[[ GIVEN INFORMATION open ]]

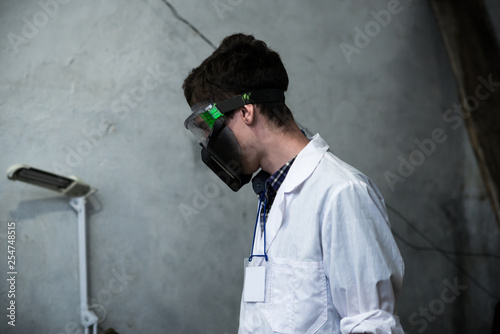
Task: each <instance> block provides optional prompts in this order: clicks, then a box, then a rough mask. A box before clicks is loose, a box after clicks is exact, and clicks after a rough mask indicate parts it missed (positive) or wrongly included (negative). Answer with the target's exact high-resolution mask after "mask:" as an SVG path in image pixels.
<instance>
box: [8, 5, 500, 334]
mask: <svg viewBox="0 0 500 334" xmlns="http://www.w3.org/2000/svg"><path fill="white" fill-rule="evenodd" d="M171 4H172V5H173V8H174V9H175V10H176V11H177V13H178V14H179V15H180V16H181V17H183V18H185V19H186V20H187V21H188V22H189V23H190V24H192V25H193V26H195V27H196V28H197V29H199V31H201V32H202V33H203V35H204V36H206V38H207V39H208V40H209V41H210V43H213V44H215V45H217V44H218V43H219V42H220V41H221V40H222V38H223V37H225V36H226V35H229V34H231V33H234V32H245V33H252V34H254V35H255V36H256V37H257V38H260V39H263V40H264V41H266V42H267V43H268V45H270V46H271V47H272V48H273V49H275V50H276V51H278V52H279V53H280V54H281V56H282V59H283V61H284V63H285V65H286V67H287V69H288V71H289V76H290V88H289V91H288V93H287V101H288V102H287V103H288V105H289V106H290V108H291V109H292V111H293V112H294V114H295V116H296V118H297V120H298V121H299V122H300V123H302V124H304V125H305V126H306V127H307V128H309V129H310V130H311V131H313V132H319V133H320V134H321V135H322V136H323V137H324V138H325V140H326V141H327V142H328V143H329V144H330V146H331V150H332V151H333V152H334V153H335V154H336V155H338V156H339V157H340V158H342V159H344V160H345V161H347V162H349V163H351V164H352V165H354V166H356V167H357V168H358V169H360V170H361V171H363V172H365V173H366V174H367V175H368V176H370V177H371V178H372V179H373V180H374V181H375V182H376V183H377V184H378V186H379V187H380V189H381V191H382V193H383V194H384V196H385V199H386V203H387V205H388V208H389V215H390V218H391V222H392V226H393V231H394V234H395V236H396V240H397V242H398V244H399V245H400V249H401V252H402V254H403V257H404V259H405V261H406V277H405V284H404V290H403V295H402V298H401V300H400V304H399V305H398V310H399V315H400V318H401V321H402V324H403V326H404V328H405V330H406V331H407V332H408V333H443V332H445V333H447V332H454V333H471V332H489V329H490V326H491V321H492V314H493V307H494V305H495V303H496V302H497V301H498V296H499V295H500V288H499V286H498V284H497V282H498V277H499V272H500V270H499V265H498V259H497V258H494V257H491V256H490V257H484V256H483V257H475V256H465V255H463V254H456V253H453V252H472V253H495V254H499V253H500V249H499V243H498V239H499V233H498V228H497V226H496V224H495V221H494V217H493V214H492V212H491V208H490V207H489V203H488V201H487V198H486V196H485V191H484V188H483V185H482V181H481V179H480V175H479V172H478V169H477V166H476V163H475V160H474V157H473V154H472V153H471V150H470V145H469V143H468V139H467V137H466V133H465V129H464V127H463V124H461V123H459V120H460V118H459V117H458V119H457V118H455V120H454V121H451V120H450V119H449V118H446V117H443V115H445V114H446V112H447V110H449V109H451V110H453V107H454V105H455V104H457V103H458V104H459V103H460V101H457V94H456V90H455V84H454V81H453V76H452V73H451V70H450V68H449V63H448V59H447V56H446V53H445V49H444V47H443V45H442V41H441V39H440V36H439V31H438V29H437V26H436V22H435V20H434V17H433V14H432V11H431V9H430V6H429V4H428V3H427V2H424V1H409V0H401V1H396V0H392V1H389V2H386V1H380V0H377V1H370V2H368V3H367V2H364V1H358V0H356V1H348V2H332V1H327V0H321V1H314V2H305V1H298V0H294V1H284V0H282V1H264V0H255V1H249V0H247V1H229V0H219V1H212V0H210V1H202V0H198V1H189V2H187V1H180V0H176V1H171ZM488 4H489V5H490V8H491V11H492V17H496V18H498V17H499V15H498V14H499V11H498V6H496V5H494V4H493V2H492V1H489V2H488ZM382 10H385V11H386V12H384V13H389V16H387V15H386V16H385V17H384V16H383V15H382V14H380V13H381V11H382ZM373 11H374V12H373ZM374 13H375V14H374ZM377 13H378V14H377ZM381 15H382V16H381ZM378 22H380V23H378ZM0 32H1V34H0V36H1V38H0V72H1V73H2V75H1V80H0V142H1V146H0V147H1V154H0V169H3V170H5V169H7V167H9V166H10V165H11V164H14V163H18V162H22V163H26V164H30V165H32V166H35V167H38V168H41V169H46V170H49V171H52V172H57V173H60V174H64V175H71V174H74V175H77V176H79V177H80V178H82V179H84V180H85V181H86V182H88V183H90V184H91V185H92V186H94V187H96V188H98V192H97V193H96V194H95V195H93V196H92V197H91V198H90V199H89V203H88V211H89V213H88V231H87V232H88V261H89V265H88V267H89V297H90V304H91V305H92V306H93V309H94V311H95V312H96V313H97V314H98V316H99V317H100V324H99V327H100V329H106V328H109V327H113V328H115V329H116V330H117V331H118V332H120V333H137V332H142V333H235V332H236V329H237V325H238V313H239V300H240V294H241V287H242V278H243V276H242V273H243V266H242V263H243V261H242V259H243V258H244V257H245V256H247V255H248V252H249V250H250V246H251V237H252V229H253V220H254V214H255V200H256V198H255V195H254V194H253V192H252V190H251V188H250V187H246V188H243V189H242V190H241V191H240V192H239V193H237V194H233V193H232V192H231V191H230V190H228V189H226V187H225V186H224V185H222V184H221V183H220V182H219V181H218V180H215V179H214V177H213V176H212V174H211V172H210V171H209V170H208V169H207V168H206V167H204V165H203V164H202V163H201V161H200V159H199V148H198V145H197V143H196V142H195V140H194V138H192V136H191V135H190V133H188V132H187V131H186V130H185V129H184V128H183V121H184V119H185V117H186V116H187V115H188V113H189V109H188V107H187V105H186V103H185V101H184V99H183V95H182V91H181V88H180V87H181V84H182V81H183V79H184V77H185V76H186V75H187V73H188V71H189V70H190V69H191V68H192V67H194V66H197V65H198V64H199V63H200V62H201V61H202V60H203V59H204V58H206V57H207V56H208V55H209V54H210V53H211V51H212V47H211V45H210V44H209V43H207V42H206V41H205V40H203V39H202V38H201V37H200V36H199V35H197V34H196V33H195V32H194V31H193V30H192V29H191V28H190V27H189V26H188V25H186V24H185V23H184V22H182V21H181V20H179V18H178V17H176V16H175V15H174V12H173V11H172V10H171V9H170V8H169V7H167V6H165V4H164V3H163V2H162V1H160V0H143V1H131V0H128V1H116V0H111V1H96V0H89V1H77V0H72V1H70V0H64V1H63V0H57V1H56V0H42V1H34V0H32V1H28V0H24V1H19V0H18V1H14V0H11V1H3V2H1V3H0ZM478 75H483V76H485V77H486V76H487V73H486V74H478ZM495 80H497V81H498V78H496V79H495ZM478 84H479V83H478ZM450 115H453V116H457V115H458V114H448V116H450ZM436 129H437V130H436ZM439 129H441V130H439ZM436 131H437V132H436ZM431 142H432V143H433V144H431ZM422 143H427V146H425V147H427V151H426V150H425V149H422V147H423V146H421V145H423V144H422ZM419 145H420V146H419ZM419 152H420V153H419ZM405 161H406V162H405ZM405 168H406V169H405ZM0 199H1V201H0V222H1V225H0V249H1V251H0V255H1V258H0V274H1V276H2V277H7V272H8V271H9V270H8V267H7V255H8V254H7V253H6V250H7V245H8V243H7V241H8V226H7V225H8V223H9V222H12V221H13V222H15V226H16V230H15V231H16V243H15V246H16V253H15V256H16V270H17V272H18V274H17V276H16V285H15V288H16V296H15V302H16V304H15V305H16V323H15V324H16V326H15V327H12V326H10V325H8V323H7V321H8V320H9V319H8V318H7V317H6V315H7V312H8V311H7V310H6V307H8V303H9V302H10V300H12V298H10V297H9V293H8V292H9V285H8V284H7V282H6V279H5V278H3V279H2V280H1V282H2V283H0V296H1V298H0V303H1V305H2V307H1V309H3V310H4V311H3V312H4V313H5V314H2V318H1V319H3V320H1V321H0V332H2V333H35V332H36V333H54V334H55V333H78V332H80V331H81V330H80V327H79V325H78V324H79V322H80V319H79V285H78V256H77V229H76V215H75V213H74V212H73V210H72V209H71V208H70V207H69V205H68V203H67V200H66V199H65V198H63V197H61V196H58V195H57V194H55V193H53V192H50V191H48V190H44V189H41V188H37V187H33V186H30V185H26V184H22V183H19V182H11V181H8V180H7V179H6V178H5V177H3V178H0ZM360 246H363V245H360ZM433 247H434V248H433ZM436 247H439V249H438V250H436ZM469 255H470V254H469ZM455 283H456V284H457V285H459V286H460V287H461V288H460V289H456V295H449V294H446V293H448V292H449V291H453V290H446V289H447V287H448V286H449V285H450V284H451V285H452V286H453V284H455ZM463 286H466V288H462V287H463ZM448 289H449V288H448ZM446 291H448V292H446ZM443 292H444V296H445V300H443V297H442V296H443ZM452 297H456V298H452ZM451 299H453V301H451Z"/></svg>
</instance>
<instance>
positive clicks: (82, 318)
mask: <svg viewBox="0 0 500 334" xmlns="http://www.w3.org/2000/svg"><path fill="white" fill-rule="evenodd" d="M7 178H8V179H9V180H17V181H22V182H26V183H29V184H33V185H36V186H39V187H42V188H46V189H50V190H54V191H57V192H59V193H62V194H64V195H66V196H68V197H69V198H70V201H69V205H70V206H71V207H72V208H73V209H74V210H75V211H76V213H77V216H78V244H79V245H78V255H79V262H80V266H79V272H80V307H81V322H82V325H83V327H84V328H85V334H88V333H89V328H90V327H92V329H93V330H92V332H93V334H97V322H98V318H97V316H96V315H95V313H94V312H93V311H92V310H90V309H89V307H88V292H87V250H86V243H87V240H86V232H85V225H86V213H85V203H86V199H87V197H89V196H90V195H92V194H93V193H94V192H95V191H97V189H94V188H92V187H90V186H89V185H88V184H86V183H85V182H83V181H82V180H80V179H79V178H77V177H76V176H69V177H66V176H61V175H57V174H54V173H50V172H46V171H43V170H41V169H38V168H33V167H30V166H28V165H24V164H15V165H12V166H10V167H9V168H8V169H7Z"/></svg>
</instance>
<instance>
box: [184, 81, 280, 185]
mask: <svg viewBox="0 0 500 334" xmlns="http://www.w3.org/2000/svg"><path fill="white" fill-rule="evenodd" d="M284 99H285V95H284V92H283V91H282V90H276V89H267V90H260V91H255V92H249V93H245V94H241V95H237V96H235V97H232V98H229V99H227V100H224V101H221V102H217V103H213V102H210V101H206V102H204V103H198V104H196V105H194V106H193V107H192V108H191V111H192V114H191V115H189V117H188V118H187V119H186V120H185V121H184V126H185V127H186V129H188V130H190V131H191V132H192V133H193V134H194V135H195V136H196V138H198V140H199V142H200V145H201V147H202V149H201V159H202V161H203V162H204V163H205V164H206V165H207V166H208V167H209V168H210V169H211V170H212V171H213V172H214V173H215V174H217V176H219V178H220V179H221V180H222V181H224V183H226V184H227V185H228V186H229V188H231V189H232V190H233V191H238V190H239V189H240V188H241V187H242V186H243V185H245V184H246V183H248V182H250V180H251V178H252V175H248V174H243V166H242V153H241V147H240V145H239V143H238V140H237V139H236V136H235V135H234V133H233V131H232V130H231V129H230V128H229V127H228V126H227V125H226V122H225V119H224V113H227V112H229V111H232V110H235V109H237V108H240V107H243V106H244V105H246V104H253V103H262V102H272V101H284Z"/></svg>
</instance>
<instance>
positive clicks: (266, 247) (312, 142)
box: [266, 134, 328, 251]
mask: <svg viewBox="0 0 500 334" xmlns="http://www.w3.org/2000/svg"><path fill="white" fill-rule="evenodd" d="M310 139H311V141H310V142H309V144H307V146H306V147H304V148H303V149H302V151H300V153H299V154H298V155H297V158H295V161H294V163H293V165H292V167H291V168H290V171H289V172H288V174H287V176H286V178H285V180H284V181H283V184H282V185H281V186H280V188H279V190H278V193H277V194H276V198H275V199H274V203H273V206H272V207H271V212H270V213H269V217H268V219H269V220H268V222H267V223H266V235H267V237H266V239H267V243H266V251H268V250H269V247H270V246H271V244H272V243H273V241H274V239H275V238H276V234H277V233H278V231H279V229H280V227H281V224H282V222H283V215H284V212H285V209H286V207H285V204H286V203H285V195H286V194H289V193H291V192H292V191H293V190H294V189H295V188H297V187H298V186H300V185H301V184H302V183H303V182H304V181H305V180H307V178H309V176H310V175H311V174H312V172H313V171H314V169H315V168H316V166H317V165H318V163H319V162H320V160H321V159H322V158H323V156H324V155H325V153H326V151H327V150H328V144H327V143H326V142H325V141H324V140H323V138H321V136H320V135H319V134H316V135H315V136H313V137H312V138H310Z"/></svg>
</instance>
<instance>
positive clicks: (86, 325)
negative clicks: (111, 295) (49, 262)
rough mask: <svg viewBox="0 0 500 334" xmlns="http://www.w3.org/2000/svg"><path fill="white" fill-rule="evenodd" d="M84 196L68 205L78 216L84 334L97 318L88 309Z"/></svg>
mask: <svg viewBox="0 0 500 334" xmlns="http://www.w3.org/2000/svg"><path fill="white" fill-rule="evenodd" d="M85 202H86V198H85V196H82V197H75V198H73V199H71V201H70V202H69V204H70V205H71V207H72V208H73V209H74V210H75V211H76V213H77V216H78V258H79V273H80V308H81V322H82V325H83V327H85V334H88V333H89V327H90V326H93V327H94V328H93V332H94V334H95V333H96V329H97V320H98V318H97V316H96V315H95V313H94V312H92V311H91V310H89V307H88V292H87V238H86V234H87V233H86V212H85Z"/></svg>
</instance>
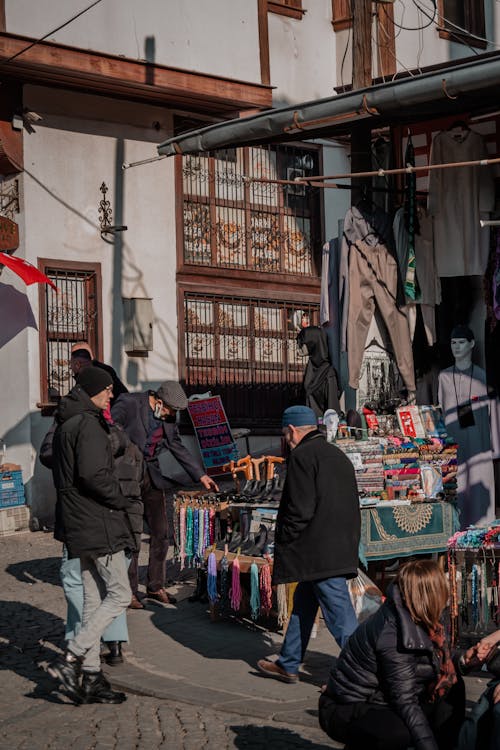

[[ GIVEN INFORMATION closed ]]

PROBLEM – Among the entries above, identify all lines with "clicks" and copy them.

YOUR SOLUTION –
Task: each <instance> block provides optional prompts in this order: clicks, then a box, then a rough mask. A box before clicks is loose, a box after clicks is exact, and clicks after a rough mask indicate parts it missed (positive) or wrongly included (negative). Answer with the target's exact high-resolution mask after "mask:" as an SVG path in image pixels.
positive clicks: (82, 318)
positive clicks: (266, 247) (312, 142)
positive clicks: (86, 325)
negative clicks: (111, 295) (49, 262)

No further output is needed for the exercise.